• **Activity**
The reply to the records below should contain exactly the lines from the line with "Where can the chrome" through the line with "Where can the showroom", and nothing besides.

• **Provided records**
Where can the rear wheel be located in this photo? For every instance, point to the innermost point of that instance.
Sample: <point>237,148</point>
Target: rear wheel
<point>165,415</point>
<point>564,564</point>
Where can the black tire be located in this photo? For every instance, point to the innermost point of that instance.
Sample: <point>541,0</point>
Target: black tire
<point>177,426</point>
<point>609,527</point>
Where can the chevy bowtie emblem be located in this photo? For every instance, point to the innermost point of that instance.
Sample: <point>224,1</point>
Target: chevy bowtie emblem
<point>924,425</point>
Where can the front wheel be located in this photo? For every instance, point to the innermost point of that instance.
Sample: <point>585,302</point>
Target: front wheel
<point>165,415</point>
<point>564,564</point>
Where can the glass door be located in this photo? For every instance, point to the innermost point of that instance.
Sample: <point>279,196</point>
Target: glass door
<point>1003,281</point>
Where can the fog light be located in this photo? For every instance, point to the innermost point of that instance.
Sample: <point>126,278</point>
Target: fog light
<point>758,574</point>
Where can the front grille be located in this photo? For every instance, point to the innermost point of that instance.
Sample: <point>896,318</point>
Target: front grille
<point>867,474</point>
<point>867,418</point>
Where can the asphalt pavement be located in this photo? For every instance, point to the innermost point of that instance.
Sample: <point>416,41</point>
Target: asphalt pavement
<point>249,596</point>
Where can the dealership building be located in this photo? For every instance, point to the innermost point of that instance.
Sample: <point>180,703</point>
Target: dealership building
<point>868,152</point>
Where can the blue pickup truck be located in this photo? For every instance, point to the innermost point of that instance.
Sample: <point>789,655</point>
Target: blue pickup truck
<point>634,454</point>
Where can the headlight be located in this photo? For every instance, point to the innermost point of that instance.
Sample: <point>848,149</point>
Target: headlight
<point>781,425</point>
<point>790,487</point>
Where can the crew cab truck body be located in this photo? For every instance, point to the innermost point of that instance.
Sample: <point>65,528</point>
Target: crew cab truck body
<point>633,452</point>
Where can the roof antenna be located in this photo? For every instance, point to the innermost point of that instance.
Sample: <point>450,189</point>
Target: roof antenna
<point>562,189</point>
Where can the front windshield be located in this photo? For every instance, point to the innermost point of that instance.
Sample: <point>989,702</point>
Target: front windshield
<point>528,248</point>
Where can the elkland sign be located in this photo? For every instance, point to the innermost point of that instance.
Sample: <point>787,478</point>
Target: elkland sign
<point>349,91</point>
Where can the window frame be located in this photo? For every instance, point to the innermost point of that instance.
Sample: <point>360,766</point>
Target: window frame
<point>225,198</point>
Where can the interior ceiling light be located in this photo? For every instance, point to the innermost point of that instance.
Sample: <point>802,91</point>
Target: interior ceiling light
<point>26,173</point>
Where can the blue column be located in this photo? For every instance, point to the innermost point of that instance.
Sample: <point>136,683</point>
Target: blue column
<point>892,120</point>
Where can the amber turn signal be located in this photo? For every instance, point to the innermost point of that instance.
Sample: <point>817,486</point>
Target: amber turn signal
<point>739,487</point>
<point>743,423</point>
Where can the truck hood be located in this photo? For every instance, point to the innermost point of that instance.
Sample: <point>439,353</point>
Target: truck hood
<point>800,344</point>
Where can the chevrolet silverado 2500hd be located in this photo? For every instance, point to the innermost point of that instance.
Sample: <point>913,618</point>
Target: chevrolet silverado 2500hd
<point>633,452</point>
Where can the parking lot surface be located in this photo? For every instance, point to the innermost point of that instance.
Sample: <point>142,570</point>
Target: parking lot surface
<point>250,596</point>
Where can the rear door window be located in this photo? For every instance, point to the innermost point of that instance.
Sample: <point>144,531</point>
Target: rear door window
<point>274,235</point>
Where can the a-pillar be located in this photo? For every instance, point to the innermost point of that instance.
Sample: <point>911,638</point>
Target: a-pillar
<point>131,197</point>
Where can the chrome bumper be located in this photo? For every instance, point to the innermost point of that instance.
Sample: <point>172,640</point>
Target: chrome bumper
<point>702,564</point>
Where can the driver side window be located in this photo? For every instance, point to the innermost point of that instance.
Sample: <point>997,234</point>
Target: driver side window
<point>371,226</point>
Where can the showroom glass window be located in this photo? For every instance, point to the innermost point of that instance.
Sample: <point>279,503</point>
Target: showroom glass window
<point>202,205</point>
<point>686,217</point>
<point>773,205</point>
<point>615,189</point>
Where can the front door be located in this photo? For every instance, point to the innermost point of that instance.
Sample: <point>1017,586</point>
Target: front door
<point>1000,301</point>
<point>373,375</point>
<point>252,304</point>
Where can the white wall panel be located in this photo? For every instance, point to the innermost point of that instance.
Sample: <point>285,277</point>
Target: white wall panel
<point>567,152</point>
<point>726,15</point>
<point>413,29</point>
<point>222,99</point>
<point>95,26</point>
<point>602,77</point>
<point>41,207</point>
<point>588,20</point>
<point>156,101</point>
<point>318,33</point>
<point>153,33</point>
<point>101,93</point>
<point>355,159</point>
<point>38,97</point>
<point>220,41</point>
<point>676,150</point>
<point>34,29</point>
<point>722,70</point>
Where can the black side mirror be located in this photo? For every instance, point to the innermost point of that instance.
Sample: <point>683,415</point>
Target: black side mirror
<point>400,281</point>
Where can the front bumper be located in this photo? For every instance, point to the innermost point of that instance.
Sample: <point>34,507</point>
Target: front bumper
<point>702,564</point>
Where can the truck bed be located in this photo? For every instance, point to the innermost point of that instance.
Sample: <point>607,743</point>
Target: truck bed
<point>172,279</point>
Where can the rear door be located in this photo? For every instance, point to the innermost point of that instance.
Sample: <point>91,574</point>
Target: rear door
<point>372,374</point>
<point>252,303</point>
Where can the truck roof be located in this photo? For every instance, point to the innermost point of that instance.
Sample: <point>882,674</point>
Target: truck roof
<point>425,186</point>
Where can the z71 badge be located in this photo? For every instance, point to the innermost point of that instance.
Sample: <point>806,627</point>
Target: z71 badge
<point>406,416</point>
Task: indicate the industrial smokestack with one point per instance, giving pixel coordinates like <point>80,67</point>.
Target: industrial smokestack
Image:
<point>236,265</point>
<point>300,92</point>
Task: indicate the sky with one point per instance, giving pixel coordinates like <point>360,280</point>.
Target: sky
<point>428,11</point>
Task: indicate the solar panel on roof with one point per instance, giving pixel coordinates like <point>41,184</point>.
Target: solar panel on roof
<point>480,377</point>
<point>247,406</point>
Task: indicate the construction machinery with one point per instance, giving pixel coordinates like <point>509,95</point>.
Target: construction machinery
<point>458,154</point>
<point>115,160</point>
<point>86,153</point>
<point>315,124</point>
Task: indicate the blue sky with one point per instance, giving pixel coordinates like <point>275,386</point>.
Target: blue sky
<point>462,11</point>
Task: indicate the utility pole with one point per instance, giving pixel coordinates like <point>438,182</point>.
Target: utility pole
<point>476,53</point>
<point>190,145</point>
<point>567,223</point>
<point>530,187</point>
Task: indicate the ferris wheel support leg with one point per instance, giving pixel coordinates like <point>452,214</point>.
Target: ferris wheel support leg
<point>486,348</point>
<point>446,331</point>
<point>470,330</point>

• **Answer space**
Where can the chrome bumper be located in this photo? For every instance, point to the innermost point of that instance.
Sample: <point>172,640</point>
Target: chrome bumper
<point>702,564</point>
Where can the driver side window be located in this photo? For every instance, point to the innermost point of that instance.
Sample: <point>997,234</point>
Target: driver side window
<point>371,226</point>
Where can the showroom glass window be located in this photo? For every instance, point to the innermost point of that instance.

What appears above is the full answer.